(TEXTE EXTRAIT)
※ ※ ※
Innovante époque fondatrice

Des gants et des bonnets rejoignent bientôt le fameux pull. Les affaires sont florissantes. Malgré son succès, Devold, le visionnaire, en veut plus. Il achète donc, en 1868, l’île Sula, située non loin, où il fait tourner ses machines à tricoter à l’énergie hydraulique à Langevåg. Plus tard, il y fera construire la première centrale électrique de Norvège.


« Dans une émission de télé actuelle du genre de "Qui veut être mon associé ?", Devold aurait vraiment cartonné », estime Oliver Stöckli, actif chez ACE pour Devold dans le service externe. « Il avait toujours une longueur d’avance. » L’une des premières lignes téléphoniques du pays relie sa fabrique aux bureaux de vente sur le port. Edison a à peine le temps d’inventer l’ampoule électrique que Devold travaille déjà avec des lampes électriques.
※ ※ ※
(SECTION DES DONNÉES)
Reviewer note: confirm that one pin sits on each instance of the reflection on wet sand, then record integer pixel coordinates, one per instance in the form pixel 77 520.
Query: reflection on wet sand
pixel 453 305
※ ※ ※
(TÂCHES PROPOSÉES)
1) D'après le texte sur les débuts de Devold, en quelle année Devold achète-t-il l'île Sula ?
2) Poursuivez le texte sur les débuts de Devold après sa dernière phrase.

(RÉPONSES AUX EXERCICES)
1) En 1868.

2)
Respectueux des moutons

Le fondateur de l’entreprise est également un employeur social. À Sula, il fait construire des logements, une église, un hôpital et un jardin d’enfants. Dans la distribution également, il sonde de nouvelles voies : afin de pouvoir approvisionner en vêtements en laine les villages de pêche côtiers coupés du monde, il envoie le bateau à vapeur Thorolf, avec des vendeurs à son bord, afin de relier les frontières suédoise et russe. « On pourrait presque dire qu’il s’agissait d’une forme précoce de voyage promotionnel », déclare Stöckli dans un clin d’œil. Pourtant, Monsieur Devold n’aurait jamais osé vendre de la camelote à bas prix. « Il a toujours su convaincre par la qualité », complète Arnold. À tel point que des aventuriers célèbres misaient sur ses produits. En 1888, Fridtjof Nansen a traversé l’inlandsis du Groenland en portant un épais pull Devold sous une veste encore plus épaisse. Deux bonnes décennies plus tard, Roald Amundsen, vêtu des lainages Devold, parvient même à atteindre le pôle Sud. Les successeurs modernes de ces pionniers, tels que Cecilie Skøg (ascension du K2 et première traversée de l’Antarctique sans assistance) ou Børge Ousland (premier tour de l’Arctique en un seul été), font également confiance aux produits en laine de leurs compatriotes.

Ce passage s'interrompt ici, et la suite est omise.